### Request
Copy out all of the material below word for word, keeping every line as it appears.

### Material for the task
============

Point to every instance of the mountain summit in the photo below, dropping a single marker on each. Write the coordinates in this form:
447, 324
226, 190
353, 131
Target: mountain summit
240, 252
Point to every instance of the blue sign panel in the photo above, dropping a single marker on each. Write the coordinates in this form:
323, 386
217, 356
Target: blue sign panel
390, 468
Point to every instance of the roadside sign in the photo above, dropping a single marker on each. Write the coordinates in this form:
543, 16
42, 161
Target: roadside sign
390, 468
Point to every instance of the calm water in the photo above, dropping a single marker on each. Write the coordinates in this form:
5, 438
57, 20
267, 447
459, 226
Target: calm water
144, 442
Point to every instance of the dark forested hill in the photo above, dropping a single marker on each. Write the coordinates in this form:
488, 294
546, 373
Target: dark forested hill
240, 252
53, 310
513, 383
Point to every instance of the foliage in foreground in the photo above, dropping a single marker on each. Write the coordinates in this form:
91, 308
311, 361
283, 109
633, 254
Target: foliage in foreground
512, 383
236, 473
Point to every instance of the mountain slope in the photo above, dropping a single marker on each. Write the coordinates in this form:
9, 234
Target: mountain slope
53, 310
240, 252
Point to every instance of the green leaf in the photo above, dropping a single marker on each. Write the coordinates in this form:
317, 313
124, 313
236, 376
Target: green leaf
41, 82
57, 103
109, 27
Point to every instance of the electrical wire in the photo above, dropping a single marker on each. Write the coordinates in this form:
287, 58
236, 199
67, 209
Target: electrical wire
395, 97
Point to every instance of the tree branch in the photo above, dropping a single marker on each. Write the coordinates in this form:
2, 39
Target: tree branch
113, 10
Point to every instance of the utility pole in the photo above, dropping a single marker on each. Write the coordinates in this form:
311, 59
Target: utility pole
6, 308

============

### Response below
Point to every instance of the mountain summit in the photo below, dropping a single marker on each. Write the coordinates in this form:
447, 324
226, 190
353, 131
Target: mountain summit
240, 252
Point to every instance of the blue sign panel in the photo above, dropping a single marker on each. Write the coordinates in this form:
323, 386
217, 356
Target: blue sign panel
390, 468
Point to every instance of the roadside sign in the photo above, dropping a single marker on each. Write the coordinates in this form:
543, 16
42, 161
Target: roadside sign
390, 468
Point to every instance of the calm water in the photo above, dropping a single marker on each. Write the coordinates in this form:
5, 438
57, 20
267, 447
459, 226
Target: calm water
144, 442
Point to every instance of the dark forested hill in the photo above, dropping a single marker on each. Write the coordinates in this form:
488, 294
546, 373
Target: dark forested hill
240, 252
53, 310
513, 383
Point to every instance of the foliage in foreground in the photo above, dropping a single marker on each. Write the coordinates in this form:
91, 308
311, 361
283, 109
633, 254
Target: foliage in foreground
512, 383
236, 473
Point to every instance of the mountain slope in the photo above, dropping a single marker on each. Write the coordinates in this form:
9, 234
Target: mountain slope
53, 310
240, 252
Point to every instance of the green leaf in the photo above, dropping a single marker on each. Write the coordinates in this form:
317, 313
124, 313
236, 376
Target: green leaf
41, 82
57, 103
109, 27
Point to every instance of the electrical wire in the photo above, dropping a single marker on each. Write the coordinates in this form:
287, 58
236, 199
67, 209
Target: electrical wire
395, 97
Point to every instance of the tree branch in the photo above, dropping a single marker on each. Write the coordinates in this form:
2, 39
Target: tree branch
113, 10
Point to every instance of the utility pole in the photo above, dropping a single marker on each. Write the coordinates in this form:
311, 59
Target: utility pole
6, 308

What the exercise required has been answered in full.